:: STATED PROBLEM ::
Copy each of the rows below word for word.
══ RECORDS FOR THE TASK
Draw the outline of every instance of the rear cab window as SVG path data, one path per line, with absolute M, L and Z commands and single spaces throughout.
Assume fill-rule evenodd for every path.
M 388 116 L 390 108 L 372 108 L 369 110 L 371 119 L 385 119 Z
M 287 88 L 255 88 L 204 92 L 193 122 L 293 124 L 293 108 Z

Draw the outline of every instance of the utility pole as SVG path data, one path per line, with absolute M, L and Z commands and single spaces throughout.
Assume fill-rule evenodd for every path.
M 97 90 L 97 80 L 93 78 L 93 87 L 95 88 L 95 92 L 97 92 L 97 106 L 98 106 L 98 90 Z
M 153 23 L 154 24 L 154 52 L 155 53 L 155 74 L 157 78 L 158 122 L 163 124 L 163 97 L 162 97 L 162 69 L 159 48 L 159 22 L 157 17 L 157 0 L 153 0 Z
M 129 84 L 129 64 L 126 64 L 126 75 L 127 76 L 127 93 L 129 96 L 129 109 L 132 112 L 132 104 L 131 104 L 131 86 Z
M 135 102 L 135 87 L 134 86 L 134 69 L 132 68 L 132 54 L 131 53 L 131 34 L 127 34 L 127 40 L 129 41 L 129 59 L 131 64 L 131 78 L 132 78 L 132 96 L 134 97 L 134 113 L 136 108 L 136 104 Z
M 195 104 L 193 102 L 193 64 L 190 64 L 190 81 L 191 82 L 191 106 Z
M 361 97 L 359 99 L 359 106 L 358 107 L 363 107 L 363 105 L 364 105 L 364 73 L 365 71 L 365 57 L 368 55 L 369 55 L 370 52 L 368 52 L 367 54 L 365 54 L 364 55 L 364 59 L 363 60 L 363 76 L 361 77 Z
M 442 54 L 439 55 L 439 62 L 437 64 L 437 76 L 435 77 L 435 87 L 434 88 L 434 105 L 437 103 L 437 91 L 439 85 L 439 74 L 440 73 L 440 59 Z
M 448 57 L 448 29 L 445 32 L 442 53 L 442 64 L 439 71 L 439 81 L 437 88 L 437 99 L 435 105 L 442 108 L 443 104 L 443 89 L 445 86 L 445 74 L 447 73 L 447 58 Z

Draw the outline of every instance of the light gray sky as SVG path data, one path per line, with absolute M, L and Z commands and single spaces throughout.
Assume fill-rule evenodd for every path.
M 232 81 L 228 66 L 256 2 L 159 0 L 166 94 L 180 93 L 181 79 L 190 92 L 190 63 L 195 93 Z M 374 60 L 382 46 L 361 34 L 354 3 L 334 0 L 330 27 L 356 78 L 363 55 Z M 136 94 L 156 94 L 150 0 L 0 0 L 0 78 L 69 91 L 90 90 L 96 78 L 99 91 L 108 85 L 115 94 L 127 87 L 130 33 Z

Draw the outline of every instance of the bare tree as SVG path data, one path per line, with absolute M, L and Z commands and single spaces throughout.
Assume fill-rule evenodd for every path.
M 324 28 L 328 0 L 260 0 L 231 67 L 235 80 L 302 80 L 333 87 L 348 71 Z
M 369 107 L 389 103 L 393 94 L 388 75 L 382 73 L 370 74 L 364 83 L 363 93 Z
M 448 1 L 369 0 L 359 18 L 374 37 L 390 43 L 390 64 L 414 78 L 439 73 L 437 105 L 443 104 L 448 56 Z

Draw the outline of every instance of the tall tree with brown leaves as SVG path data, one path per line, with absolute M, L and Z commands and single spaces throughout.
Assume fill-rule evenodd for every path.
════
:: CORRECT RESPONSE ::
Draw the outline of every instance of the rear cab window as SVG path data, one path per line, with absolute M, L and Z commands and single spaces throughout.
Assume fill-rule evenodd for every path.
M 388 116 L 390 108 L 372 108 L 369 110 L 371 119 L 385 119 Z
M 287 88 L 255 88 L 204 92 L 193 122 L 293 124 L 293 108 Z

Draw the outline of every instance of the utility pole as SVG path data, one path per line, with absolute M, L and Z commands and single spaces throughout.
Assume fill-rule evenodd for every path.
M 97 90 L 97 80 L 93 78 L 93 87 L 95 88 L 95 92 L 97 92 L 97 106 L 98 106 L 98 90 Z
M 153 23 L 154 24 L 154 52 L 155 53 L 155 74 L 157 78 L 158 122 L 163 124 L 163 97 L 162 97 L 162 69 L 159 48 L 159 22 L 157 17 L 157 0 L 153 0 Z
M 129 84 L 129 64 L 126 64 L 126 75 L 127 76 L 127 93 L 129 96 L 129 109 L 132 112 L 132 104 L 131 104 L 131 86 Z
M 135 102 L 135 87 L 134 86 L 134 69 L 132 68 L 132 54 L 131 53 L 131 34 L 127 34 L 127 40 L 129 41 L 129 59 L 131 64 L 131 78 L 132 78 L 132 96 L 134 97 L 134 113 L 136 108 L 136 104 Z
M 195 104 L 193 102 L 193 64 L 190 64 L 190 81 L 191 82 L 191 106 Z
M 361 97 L 359 99 L 359 106 L 358 107 L 363 107 L 363 105 L 364 105 L 364 73 L 365 71 L 365 57 L 368 55 L 369 55 L 370 52 L 368 52 L 367 54 L 365 54 L 364 55 L 364 59 L 363 60 L 363 76 L 361 77 Z
M 442 54 L 439 55 L 439 62 L 437 64 L 437 76 L 435 77 L 435 87 L 434 88 L 434 105 L 437 103 L 437 91 L 439 85 L 439 74 L 440 73 L 440 59 Z
M 448 57 L 448 29 L 445 32 L 442 53 L 442 64 L 439 71 L 439 81 L 437 88 L 437 99 L 435 105 L 442 108 L 443 104 L 443 89 L 445 86 L 445 74 L 447 73 L 447 58 Z

Draw the outline of every instance of the light gray sky as SVG path data, one path per line, with absolute M, L and Z commands and single spaces throughout.
Assume fill-rule evenodd for every path.
M 232 81 L 228 66 L 256 2 L 159 0 L 166 94 L 180 93 L 181 79 L 190 92 L 190 63 L 195 93 Z M 374 60 L 382 46 L 361 34 L 354 3 L 334 0 L 330 27 L 356 78 L 363 55 Z M 136 94 L 156 94 L 150 0 L 0 0 L 0 78 L 69 91 L 90 90 L 96 78 L 99 91 L 108 85 L 115 94 L 127 87 L 130 33 Z

Draw the outline of every instance of the bare tree as SVG path data, one path per line, with absolute M, L and Z commands and single spaces throughout.
Assume fill-rule evenodd for every path.
M 324 28 L 328 0 L 260 0 L 231 67 L 235 80 L 302 80 L 333 87 L 348 71 Z
M 369 107 L 389 103 L 393 94 L 388 75 L 382 73 L 370 74 L 364 83 L 363 93 Z
M 448 1 L 369 0 L 359 18 L 374 37 L 390 43 L 390 64 L 414 78 L 439 73 L 437 105 L 443 104 L 448 56 Z

Draw the outline of every instance of the tall tree with brown leaves as SVG path data, one path per line, with absolute M, L and Z commands and single spaces throughout.
Assume fill-rule evenodd for every path.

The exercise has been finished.